* start Provided records *

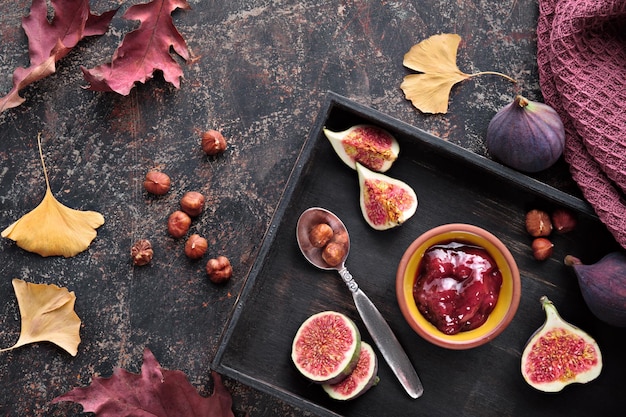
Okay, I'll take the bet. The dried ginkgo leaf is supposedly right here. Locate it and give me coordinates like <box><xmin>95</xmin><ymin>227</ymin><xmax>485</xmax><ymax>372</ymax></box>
<box><xmin>400</xmin><ymin>33</ymin><xmax>515</xmax><ymax>113</ymax></box>
<box><xmin>2</xmin><ymin>137</ymin><xmax>104</xmax><ymax>258</ymax></box>
<box><xmin>0</xmin><ymin>279</ymin><xmax>81</xmax><ymax>356</ymax></box>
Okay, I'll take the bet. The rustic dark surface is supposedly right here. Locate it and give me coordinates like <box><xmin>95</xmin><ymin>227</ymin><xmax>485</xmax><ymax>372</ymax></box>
<box><xmin>0</xmin><ymin>0</ymin><xmax>588</xmax><ymax>417</ymax></box>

* end Provided records *

Your goal>
Retype all of the entries above word for word, leaving out the pictures.

Answer for this exercise>
Okay, I'll take the bet. The dried ginkgo leaf is supposedly right here. Locate it and give me coordinates like <box><xmin>95</xmin><ymin>227</ymin><xmax>485</xmax><ymax>372</ymax></box>
<box><xmin>400</xmin><ymin>33</ymin><xmax>515</xmax><ymax>113</ymax></box>
<box><xmin>2</xmin><ymin>137</ymin><xmax>104</xmax><ymax>258</ymax></box>
<box><xmin>0</xmin><ymin>279</ymin><xmax>81</xmax><ymax>356</ymax></box>
Okay, I'll take the bet. The rustic dark surface is supposedly right here. Locate it and give me coordinates like <box><xmin>95</xmin><ymin>227</ymin><xmax>485</xmax><ymax>372</ymax></box>
<box><xmin>0</xmin><ymin>0</ymin><xmax>588</xmax><ymax>417</ymax></box>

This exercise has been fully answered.